PROBLEM TO WORK ON →
Please rewrite the data below as a Markdown table with two columns, No. for the row number and Line for the line itself, leaving out any blank lines.

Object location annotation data
(begin)

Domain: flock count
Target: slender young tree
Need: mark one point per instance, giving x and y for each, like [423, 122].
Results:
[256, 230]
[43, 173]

(end)

CORRECT RESPONSE →
| No. | Line |
|---|---|
| 1 | Domain: flock count |
| 2 | Target: slender young tree |
| 3 | Need: mark one point per instance, giving x and y for each, like [423, 122]. |
| 4 | Results: |
| 5 | [256, 230] |
| 6 | [43, 173] |